(Raw records)
┄┄┄┄┄┄┄┄┄┄
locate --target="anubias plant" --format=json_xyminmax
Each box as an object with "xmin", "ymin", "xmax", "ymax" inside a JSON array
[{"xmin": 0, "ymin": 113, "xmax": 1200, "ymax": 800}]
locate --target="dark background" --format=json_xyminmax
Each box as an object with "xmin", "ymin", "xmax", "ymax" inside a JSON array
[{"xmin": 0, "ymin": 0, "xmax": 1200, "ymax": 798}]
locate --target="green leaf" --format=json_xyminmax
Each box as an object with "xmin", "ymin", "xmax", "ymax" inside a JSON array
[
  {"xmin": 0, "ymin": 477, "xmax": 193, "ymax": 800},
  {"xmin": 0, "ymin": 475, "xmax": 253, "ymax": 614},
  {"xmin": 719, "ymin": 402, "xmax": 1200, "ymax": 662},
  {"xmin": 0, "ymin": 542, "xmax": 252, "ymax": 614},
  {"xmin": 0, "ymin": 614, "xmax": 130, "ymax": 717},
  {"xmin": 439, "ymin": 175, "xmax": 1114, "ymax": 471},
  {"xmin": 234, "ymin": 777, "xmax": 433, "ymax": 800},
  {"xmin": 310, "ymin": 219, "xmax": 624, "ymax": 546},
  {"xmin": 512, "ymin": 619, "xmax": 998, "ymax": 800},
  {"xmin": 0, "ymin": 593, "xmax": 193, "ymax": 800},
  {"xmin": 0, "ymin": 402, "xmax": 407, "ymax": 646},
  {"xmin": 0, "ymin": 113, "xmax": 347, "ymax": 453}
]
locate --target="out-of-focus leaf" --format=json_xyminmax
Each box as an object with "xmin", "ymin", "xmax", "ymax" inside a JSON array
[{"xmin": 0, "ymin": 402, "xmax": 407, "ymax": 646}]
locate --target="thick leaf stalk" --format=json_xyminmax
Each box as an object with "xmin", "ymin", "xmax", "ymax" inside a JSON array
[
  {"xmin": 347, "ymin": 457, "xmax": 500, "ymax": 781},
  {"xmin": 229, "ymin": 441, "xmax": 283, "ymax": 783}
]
┄┄┄┄┄┄┄┄┄┄
Task instructions
How many lines in the records above contain the string "locate", with case counting? Reply with the number alone.

Result for this exercise
5